▸ Exercise description
From the records below, return the lines starting at the one containing "Look at the image above and locate every man" and ending at the one containing "80,170 -> 111,230", both included and copied verbatim.

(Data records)
============================================================

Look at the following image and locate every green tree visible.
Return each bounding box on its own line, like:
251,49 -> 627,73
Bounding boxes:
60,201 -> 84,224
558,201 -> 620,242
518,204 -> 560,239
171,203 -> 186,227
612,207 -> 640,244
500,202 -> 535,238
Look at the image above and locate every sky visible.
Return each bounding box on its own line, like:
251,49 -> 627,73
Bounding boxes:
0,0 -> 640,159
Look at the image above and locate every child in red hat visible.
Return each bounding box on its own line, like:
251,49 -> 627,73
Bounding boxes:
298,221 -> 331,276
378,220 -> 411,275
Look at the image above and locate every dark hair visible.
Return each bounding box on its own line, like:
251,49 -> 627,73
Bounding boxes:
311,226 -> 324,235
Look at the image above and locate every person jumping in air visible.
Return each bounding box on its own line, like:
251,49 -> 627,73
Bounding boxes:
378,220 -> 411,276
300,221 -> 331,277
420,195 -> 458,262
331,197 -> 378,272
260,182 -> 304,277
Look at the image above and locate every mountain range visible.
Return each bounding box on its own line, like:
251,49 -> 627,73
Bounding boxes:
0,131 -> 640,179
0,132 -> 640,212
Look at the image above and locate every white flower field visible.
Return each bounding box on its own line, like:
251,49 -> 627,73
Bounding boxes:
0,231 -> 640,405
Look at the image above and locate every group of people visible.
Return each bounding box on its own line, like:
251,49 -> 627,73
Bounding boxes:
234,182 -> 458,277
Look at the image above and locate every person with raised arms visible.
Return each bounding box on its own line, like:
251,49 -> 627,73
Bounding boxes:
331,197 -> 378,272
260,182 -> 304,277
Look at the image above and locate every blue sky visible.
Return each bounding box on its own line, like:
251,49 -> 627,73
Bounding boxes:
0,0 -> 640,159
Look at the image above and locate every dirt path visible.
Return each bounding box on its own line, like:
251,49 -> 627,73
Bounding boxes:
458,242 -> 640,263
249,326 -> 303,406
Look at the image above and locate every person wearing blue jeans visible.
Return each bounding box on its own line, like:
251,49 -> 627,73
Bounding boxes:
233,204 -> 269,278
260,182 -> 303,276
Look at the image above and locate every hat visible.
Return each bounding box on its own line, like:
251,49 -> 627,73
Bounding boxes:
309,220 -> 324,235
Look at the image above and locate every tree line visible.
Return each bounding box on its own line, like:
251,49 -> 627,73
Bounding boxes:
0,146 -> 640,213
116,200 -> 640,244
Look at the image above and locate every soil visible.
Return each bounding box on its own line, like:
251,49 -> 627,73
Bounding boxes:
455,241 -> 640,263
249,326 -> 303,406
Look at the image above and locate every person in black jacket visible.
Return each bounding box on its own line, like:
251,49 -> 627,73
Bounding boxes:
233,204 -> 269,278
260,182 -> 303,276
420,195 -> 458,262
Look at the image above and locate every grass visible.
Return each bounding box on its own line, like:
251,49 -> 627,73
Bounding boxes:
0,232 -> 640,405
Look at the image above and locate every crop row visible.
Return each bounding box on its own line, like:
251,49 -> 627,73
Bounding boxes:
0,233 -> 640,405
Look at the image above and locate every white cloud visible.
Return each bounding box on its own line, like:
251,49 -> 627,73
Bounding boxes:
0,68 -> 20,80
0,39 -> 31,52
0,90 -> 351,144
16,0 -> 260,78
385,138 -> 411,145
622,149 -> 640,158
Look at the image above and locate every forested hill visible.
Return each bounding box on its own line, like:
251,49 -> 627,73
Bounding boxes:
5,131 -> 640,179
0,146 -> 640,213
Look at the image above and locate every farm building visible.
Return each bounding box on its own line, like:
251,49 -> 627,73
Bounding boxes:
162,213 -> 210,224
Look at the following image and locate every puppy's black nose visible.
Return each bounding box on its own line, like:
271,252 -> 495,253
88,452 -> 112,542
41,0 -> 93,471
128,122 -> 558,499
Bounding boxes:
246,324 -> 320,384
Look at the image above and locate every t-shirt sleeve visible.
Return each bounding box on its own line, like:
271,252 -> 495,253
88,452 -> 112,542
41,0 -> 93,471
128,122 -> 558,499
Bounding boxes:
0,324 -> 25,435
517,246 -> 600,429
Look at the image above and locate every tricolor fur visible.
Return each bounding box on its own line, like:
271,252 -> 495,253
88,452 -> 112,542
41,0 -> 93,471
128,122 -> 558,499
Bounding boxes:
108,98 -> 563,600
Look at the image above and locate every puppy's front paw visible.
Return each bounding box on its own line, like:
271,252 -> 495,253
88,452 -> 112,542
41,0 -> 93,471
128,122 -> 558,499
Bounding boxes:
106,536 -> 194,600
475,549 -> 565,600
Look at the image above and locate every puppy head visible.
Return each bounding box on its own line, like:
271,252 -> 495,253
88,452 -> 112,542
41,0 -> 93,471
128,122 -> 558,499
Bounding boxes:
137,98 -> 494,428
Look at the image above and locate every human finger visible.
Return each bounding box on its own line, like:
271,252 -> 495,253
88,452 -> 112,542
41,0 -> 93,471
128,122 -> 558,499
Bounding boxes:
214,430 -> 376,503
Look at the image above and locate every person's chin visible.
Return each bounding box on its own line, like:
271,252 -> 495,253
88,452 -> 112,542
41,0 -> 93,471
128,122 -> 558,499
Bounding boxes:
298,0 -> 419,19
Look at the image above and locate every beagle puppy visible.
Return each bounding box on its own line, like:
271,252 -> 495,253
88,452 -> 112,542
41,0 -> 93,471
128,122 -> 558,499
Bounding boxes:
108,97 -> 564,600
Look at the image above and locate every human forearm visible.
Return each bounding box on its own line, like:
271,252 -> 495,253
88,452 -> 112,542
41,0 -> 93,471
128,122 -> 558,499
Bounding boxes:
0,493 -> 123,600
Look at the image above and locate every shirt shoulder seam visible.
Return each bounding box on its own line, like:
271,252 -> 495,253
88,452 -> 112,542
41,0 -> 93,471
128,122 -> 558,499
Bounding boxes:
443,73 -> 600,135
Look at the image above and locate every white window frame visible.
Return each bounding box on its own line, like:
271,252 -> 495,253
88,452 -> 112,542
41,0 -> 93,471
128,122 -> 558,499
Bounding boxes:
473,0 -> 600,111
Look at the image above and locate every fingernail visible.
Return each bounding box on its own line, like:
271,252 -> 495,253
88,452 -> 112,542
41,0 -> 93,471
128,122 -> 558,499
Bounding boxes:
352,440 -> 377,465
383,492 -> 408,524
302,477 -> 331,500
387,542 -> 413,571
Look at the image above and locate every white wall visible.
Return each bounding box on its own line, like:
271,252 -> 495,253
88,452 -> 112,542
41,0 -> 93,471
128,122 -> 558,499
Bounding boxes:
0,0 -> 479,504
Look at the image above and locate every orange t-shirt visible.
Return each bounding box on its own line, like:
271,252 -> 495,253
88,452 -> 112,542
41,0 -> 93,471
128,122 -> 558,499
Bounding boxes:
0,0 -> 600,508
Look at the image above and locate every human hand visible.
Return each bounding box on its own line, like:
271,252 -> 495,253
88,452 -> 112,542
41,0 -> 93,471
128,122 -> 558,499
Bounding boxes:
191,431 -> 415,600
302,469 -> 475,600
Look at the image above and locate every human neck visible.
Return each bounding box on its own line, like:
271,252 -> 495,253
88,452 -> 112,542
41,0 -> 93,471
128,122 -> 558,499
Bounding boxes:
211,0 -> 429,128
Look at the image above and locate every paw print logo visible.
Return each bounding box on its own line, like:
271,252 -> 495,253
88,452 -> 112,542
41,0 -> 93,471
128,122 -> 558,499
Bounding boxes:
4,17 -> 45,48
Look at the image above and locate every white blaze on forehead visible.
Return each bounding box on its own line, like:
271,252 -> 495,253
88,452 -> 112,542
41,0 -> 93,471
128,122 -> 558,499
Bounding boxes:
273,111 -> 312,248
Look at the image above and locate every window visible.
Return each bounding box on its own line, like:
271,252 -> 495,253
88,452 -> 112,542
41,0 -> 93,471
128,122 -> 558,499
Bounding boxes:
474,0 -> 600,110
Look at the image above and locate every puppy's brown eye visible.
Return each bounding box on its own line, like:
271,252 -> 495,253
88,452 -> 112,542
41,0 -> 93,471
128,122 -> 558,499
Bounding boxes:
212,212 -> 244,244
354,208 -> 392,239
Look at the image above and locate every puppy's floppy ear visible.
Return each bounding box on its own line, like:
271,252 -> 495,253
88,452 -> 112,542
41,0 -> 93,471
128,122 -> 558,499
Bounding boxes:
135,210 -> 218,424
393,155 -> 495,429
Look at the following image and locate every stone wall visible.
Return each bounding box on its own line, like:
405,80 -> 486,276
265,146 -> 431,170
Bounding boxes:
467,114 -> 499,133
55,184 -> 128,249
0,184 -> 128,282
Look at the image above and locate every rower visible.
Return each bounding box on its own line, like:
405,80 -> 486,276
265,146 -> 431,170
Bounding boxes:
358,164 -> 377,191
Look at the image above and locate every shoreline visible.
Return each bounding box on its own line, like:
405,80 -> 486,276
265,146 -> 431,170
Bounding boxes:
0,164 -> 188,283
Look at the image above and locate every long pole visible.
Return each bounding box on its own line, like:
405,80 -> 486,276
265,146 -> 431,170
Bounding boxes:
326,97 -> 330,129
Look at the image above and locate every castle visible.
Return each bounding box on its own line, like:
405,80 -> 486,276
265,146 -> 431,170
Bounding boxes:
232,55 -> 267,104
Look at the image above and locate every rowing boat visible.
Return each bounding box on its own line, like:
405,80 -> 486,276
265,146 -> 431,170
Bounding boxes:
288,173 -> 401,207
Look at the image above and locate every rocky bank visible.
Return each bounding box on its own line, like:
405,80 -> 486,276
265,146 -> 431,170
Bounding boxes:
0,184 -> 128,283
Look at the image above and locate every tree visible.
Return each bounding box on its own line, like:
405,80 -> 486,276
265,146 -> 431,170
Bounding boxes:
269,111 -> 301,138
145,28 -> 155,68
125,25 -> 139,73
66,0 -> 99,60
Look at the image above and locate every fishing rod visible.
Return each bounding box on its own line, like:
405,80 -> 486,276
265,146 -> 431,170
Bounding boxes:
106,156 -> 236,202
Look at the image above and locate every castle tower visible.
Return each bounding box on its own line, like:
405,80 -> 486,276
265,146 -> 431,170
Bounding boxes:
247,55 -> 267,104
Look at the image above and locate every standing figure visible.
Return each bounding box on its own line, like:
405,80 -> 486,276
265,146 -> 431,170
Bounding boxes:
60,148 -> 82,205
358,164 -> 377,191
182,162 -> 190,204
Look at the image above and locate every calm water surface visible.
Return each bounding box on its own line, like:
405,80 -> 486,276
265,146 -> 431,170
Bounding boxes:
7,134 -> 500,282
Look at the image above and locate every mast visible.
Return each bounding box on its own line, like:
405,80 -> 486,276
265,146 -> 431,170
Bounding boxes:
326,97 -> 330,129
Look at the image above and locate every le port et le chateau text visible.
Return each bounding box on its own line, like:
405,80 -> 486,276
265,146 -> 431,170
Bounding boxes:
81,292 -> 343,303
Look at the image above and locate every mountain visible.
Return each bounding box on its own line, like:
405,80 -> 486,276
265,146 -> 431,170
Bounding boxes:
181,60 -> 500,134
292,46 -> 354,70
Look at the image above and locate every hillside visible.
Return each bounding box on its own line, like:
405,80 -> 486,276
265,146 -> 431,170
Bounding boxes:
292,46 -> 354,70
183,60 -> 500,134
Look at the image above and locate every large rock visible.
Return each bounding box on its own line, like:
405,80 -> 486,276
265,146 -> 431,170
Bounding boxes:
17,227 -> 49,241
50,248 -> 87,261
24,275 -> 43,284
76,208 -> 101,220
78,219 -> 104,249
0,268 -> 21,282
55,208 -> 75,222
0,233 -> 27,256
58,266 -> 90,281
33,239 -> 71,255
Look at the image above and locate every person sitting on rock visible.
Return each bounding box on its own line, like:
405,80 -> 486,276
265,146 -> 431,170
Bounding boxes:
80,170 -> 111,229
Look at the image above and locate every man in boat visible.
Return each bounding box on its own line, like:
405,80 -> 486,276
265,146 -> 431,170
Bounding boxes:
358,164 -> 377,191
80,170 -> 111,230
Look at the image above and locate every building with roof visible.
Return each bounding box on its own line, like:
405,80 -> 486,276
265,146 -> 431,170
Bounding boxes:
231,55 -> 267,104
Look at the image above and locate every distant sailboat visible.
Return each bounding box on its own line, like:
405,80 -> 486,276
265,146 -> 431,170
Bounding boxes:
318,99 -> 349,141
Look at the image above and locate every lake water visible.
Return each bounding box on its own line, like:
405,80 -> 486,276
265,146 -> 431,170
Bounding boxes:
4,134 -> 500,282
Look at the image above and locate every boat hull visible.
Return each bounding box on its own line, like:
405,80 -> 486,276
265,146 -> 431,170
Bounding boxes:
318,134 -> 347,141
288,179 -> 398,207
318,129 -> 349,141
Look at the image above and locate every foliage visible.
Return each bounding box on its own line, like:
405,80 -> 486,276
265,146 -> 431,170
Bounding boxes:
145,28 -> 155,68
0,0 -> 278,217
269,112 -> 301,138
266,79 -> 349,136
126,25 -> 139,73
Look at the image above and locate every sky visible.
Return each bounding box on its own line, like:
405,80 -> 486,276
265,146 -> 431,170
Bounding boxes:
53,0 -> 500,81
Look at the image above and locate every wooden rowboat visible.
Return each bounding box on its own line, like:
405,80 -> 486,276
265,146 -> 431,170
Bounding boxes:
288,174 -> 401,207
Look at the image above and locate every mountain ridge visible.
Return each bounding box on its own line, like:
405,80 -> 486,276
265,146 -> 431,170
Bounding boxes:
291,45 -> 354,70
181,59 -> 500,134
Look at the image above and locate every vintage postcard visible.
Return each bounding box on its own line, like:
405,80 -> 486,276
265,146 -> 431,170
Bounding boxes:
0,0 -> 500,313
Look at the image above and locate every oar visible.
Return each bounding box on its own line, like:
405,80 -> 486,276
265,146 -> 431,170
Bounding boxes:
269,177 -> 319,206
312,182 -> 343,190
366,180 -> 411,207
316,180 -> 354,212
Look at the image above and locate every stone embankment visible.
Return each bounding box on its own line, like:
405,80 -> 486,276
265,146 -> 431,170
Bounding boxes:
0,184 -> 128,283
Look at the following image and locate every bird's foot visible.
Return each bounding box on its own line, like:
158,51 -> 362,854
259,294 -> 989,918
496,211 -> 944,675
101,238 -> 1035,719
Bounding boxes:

============================================================

▸ Task output
Look at the image above and locate every man in boat visible.
Return each bounding box on its own line, like:
405,80 -> 486,276
265,146 -> 431,170
Bounding boxes:
358,164 -> 377,191
80,170 -> 111,230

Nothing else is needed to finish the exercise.